» **Things to do**
**a.** Reproduce the stretch of the forum thread about the 1966 time capsule from "## Neosea (Dec" through "joints to me.", word for word.
**b.** Please write the next part of the forum thread about the 1966 time capsule, picking up after its final line.

» **Document extract**

# 1966 time capsule



## thecookreport (Dec 6, 2008)

In 2001, My father was due to decorate a huge old house near Eccles, Manchester, which was once rented out as bedsits. There was one room in particular which hadn't been opened since the last tenant occupied it in 1966, we dated it thanks to a calendar still hung on the wall...this is what we found....




















































And last but not least...a 34 year old jar of pickled eggs from the larder - yum!


----------



## Seahorse (Dec 6, 2008)

I guess even 44 years ago, it wouldn't have been the sort of place you'd bring your girlfriend back to.


----------



## Exploretime (Dec 6, 2008)

What a strange place. I was looking at the second picture and that seems a strange place to put a sink, u wouldnt be able to open the door. Also the plumbing to the sink has what look like modern Hepworth push-fit type joints, which are probably only a couple of years old.


----------



## RichardB (Dec 6, 2008)

It reminds me a bit of Withnail and I.


----------



## Gibbo (Dec 6, 2008)

Reminds me of A Taste of Honey.


----------



## RichardB (Dec 6, 2008)

Dumptyboy said:


> What a strange place. I was looking at the second picture and that seems a strange place to put a sink, u wouldnt be able to open the door. Also the plumbing to the sink has what look like modern Hepworth push-fit type joints, which are probably only a couple of years old.



Maybe the builders moved it there to use while the work was going on.


----------



## Els (Dec 6, 2008)

Cool.


----------



## Neosea (Dec 6, 2008)

Dumptyboy said:


> What a strange place. I was looking at the second picture and that seems a strange place to put a sink, u wouldnt be able to open the door. Also the plumbing to the sink has what look like modern Hepworth push-fit type joints, which are probably only a couple of years old.



Look like standard compression joints to me. 


Interesting place.


----------



## BigLoada (Dec 6, 2008)

Thanks for posting, I found the old bottles and tins very interesting. Great stuff!


----------



## Goldie87 (Dec 6, 2008)

Thats cool, but the place looks well nasty lol


----------



## mr_bones (Dec 6, 2008)

Named object pointing entries
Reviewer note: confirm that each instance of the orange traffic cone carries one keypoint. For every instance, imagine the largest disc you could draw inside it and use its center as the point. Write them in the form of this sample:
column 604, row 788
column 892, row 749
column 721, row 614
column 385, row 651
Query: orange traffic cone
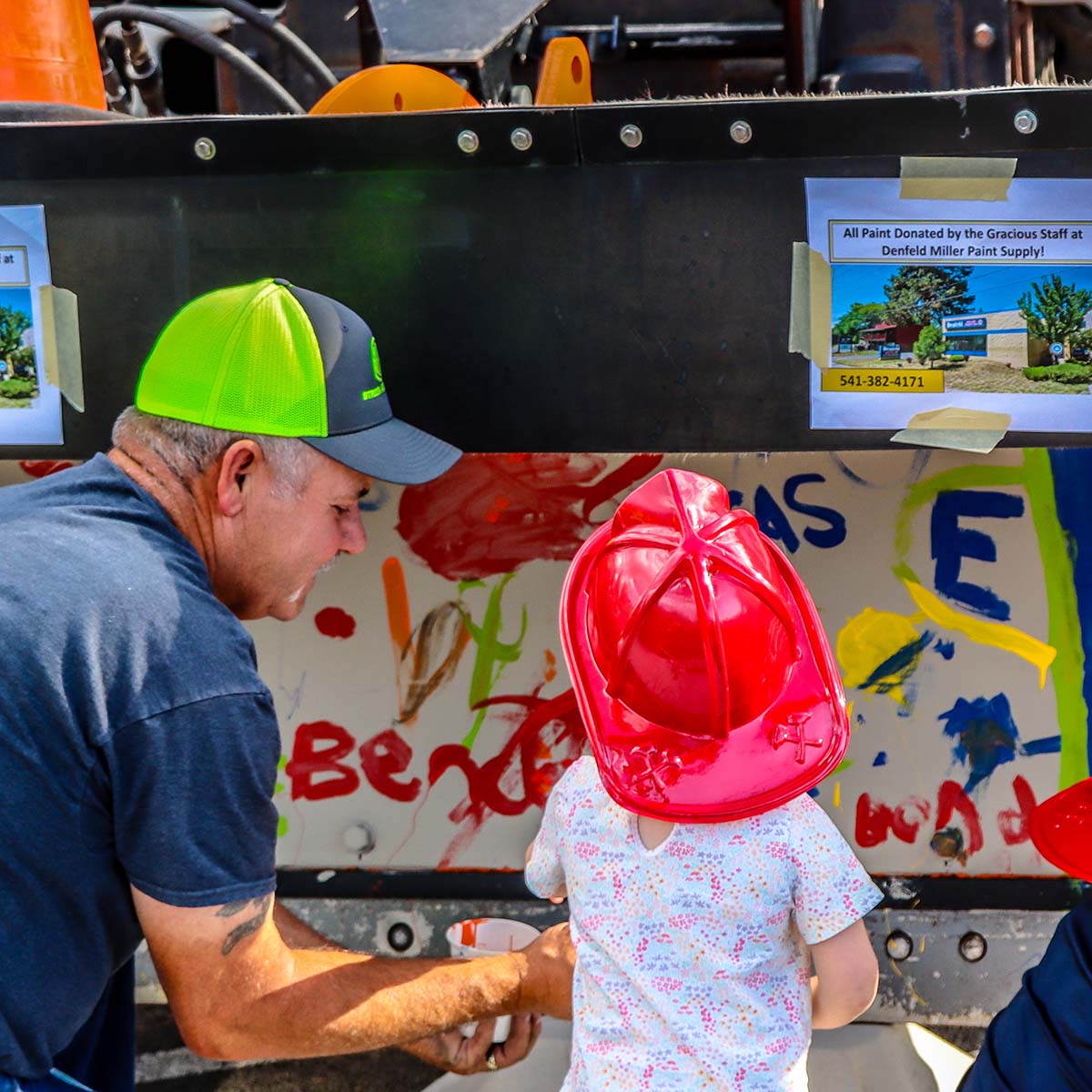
column 48, row 54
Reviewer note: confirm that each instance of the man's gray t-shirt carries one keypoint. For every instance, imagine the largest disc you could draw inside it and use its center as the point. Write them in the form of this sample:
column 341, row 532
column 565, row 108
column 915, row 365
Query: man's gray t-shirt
column 137, row 746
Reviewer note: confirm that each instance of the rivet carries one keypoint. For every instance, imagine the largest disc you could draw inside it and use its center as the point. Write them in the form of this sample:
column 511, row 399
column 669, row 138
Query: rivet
column 899, row 945
column 399, row 937
column 972, row 947
column 1026, row 121
column 359, row 839
column 741, row 132
column 984, row 36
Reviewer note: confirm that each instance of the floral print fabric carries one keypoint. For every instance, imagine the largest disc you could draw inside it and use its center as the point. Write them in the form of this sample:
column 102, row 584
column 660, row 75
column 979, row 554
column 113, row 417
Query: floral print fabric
column 693, row 967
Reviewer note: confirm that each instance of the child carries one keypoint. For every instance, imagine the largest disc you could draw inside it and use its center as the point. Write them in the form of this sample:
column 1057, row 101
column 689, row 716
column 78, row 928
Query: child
column 703, row 880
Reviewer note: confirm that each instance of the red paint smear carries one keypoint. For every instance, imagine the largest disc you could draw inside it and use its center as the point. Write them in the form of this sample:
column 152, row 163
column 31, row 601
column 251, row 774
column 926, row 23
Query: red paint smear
column 876, row 822
column 43, row 468
column 490, row 513
column 521, row 764
column 953, row 797
column 381, row 757
column 333, row 622
column 1014, row 823
column 314, row 770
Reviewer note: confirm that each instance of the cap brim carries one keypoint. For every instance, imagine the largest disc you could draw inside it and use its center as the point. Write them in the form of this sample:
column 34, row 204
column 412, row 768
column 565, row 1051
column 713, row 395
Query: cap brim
column 392, row 451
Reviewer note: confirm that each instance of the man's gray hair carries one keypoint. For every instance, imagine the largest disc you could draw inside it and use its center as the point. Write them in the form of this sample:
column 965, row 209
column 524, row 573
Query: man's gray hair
column 189, row 449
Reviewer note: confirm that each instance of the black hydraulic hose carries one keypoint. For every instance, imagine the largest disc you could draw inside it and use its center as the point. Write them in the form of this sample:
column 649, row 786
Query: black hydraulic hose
column 203, row 39
column 279, row 33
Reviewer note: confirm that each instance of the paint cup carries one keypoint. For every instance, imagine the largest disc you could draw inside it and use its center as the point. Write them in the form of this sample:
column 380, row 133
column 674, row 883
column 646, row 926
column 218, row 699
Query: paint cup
column 490, row 936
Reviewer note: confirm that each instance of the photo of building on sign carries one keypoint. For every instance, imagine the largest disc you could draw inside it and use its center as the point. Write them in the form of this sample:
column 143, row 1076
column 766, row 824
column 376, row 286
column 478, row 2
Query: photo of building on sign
column 19, row 374
column 992, row 329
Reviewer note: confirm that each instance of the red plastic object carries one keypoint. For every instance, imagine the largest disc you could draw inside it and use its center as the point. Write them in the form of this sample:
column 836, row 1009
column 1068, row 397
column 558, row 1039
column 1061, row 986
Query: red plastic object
column 48, row 54
column 703, row 672
column 1062, row 829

» **Responses in order**
**a.**
## Neosea (Dec 6, 2008)

Dumptyboy said:


> What a strange place. I was looking at the second picture and that seems a strange place to put a sink, u wouldnt be able to open the door. Also the plumbing to the sink has what look like modern Hepworth push-fit type joints, which are probably only a couple of years old.



Look like standard compression joints to me.

**b.**
Incredible! Thanks for sharing and welcome to Derelict Places


----------



## thecookreport (Dec 6, 2008)

Ah - I can explain the sink...for some reason it was just outside of the actual bedsit room underneath a huge staircase and the room was on the other side of the staircase - its layout is freaky and is like 2 huge semi detached houses joined together - I totally agree with the Withnail and I comparison! Excellent!


----------



## Scruffyone (Dec 6, 2008)

RichardB said:


> It reminds me a bit of Withnail and I.



my thought exactly

"FORK IT"
"THE FUCKER WILL RUE THE DAY" etc etc


----------



## Sabtr (Dec 6, 2008)

Hey that's my old house! - only joking. 

It's weird though to think that not so long ago this was more or less the standard for residential properties. I have memories of our old kitchen when I was a kid and to be honest it looked a bit like this but without the clutter. The sink and everything else was the same. Lead piping with "fat" joints where it joined to the stopcock. 

Thanks for sharing.


----------



## Cosmicmoon (Dec 6, 2008)

That place is positively vile. I wouldn't like to open that jar of picked eggs!


----------



## Richard Davies (Dec 6, 2008)

There's an early electric kettle in the 5th picture.

I'm surprised this managed to remain unused for so long.

1966 was the year my Dad first went to university & his digs wern't much better, especially as it was a house rule to only wash things in the kitchen if you wanted to use it!


----------



## Disco Kitten (Dec 6, 2008)

I love stuff like this!


----------



## Neosea (Dec 6, 2008)

Disco Kitten said:


> I love stuff like this!



Bagpuss?


----------



## Pip (Dec 6, 2008)

The seventh pic looks like a still from the 'SAW' films........ dread to think what body-part may be in that saucepan (the one over the bloodstains on the sink) It's time to make your choice!


Jigsaw


----------



## matsorjc (Dec 7, 2008)

Great pics, some of them look as if they have gone through a little 'adjustment' in particular the first one that I thought was a painting (Matisse???) '


----------



## Dirus_Strictus (Dec 7, 2008)

Dumptyboy said:


> Also the plumbing to the sink has what look like modern Hepworth push-fit type joints, which are probably only a couple of years old.



Standard 1/2" Compression Tee Joints, which judging by the style of the body casting and nuts was probably produced by Peglers of Doncaster - the major producer of these fittings in the 1960s. 

With reference to Sausage's 'Fat' joints on lead water pipes. Years ago; you knew you were on the way to becoming a proper tradesman when you could join two pieces of lead pipe with a faultless 'wiped joint', and not end up with a pool of semi molten lead all over your boots!


----------



## DogRecon (Dec 7, 2008)

This is really Amy Winehouse's gaff.


----------



## Richard Davies (Dec 7, 2008)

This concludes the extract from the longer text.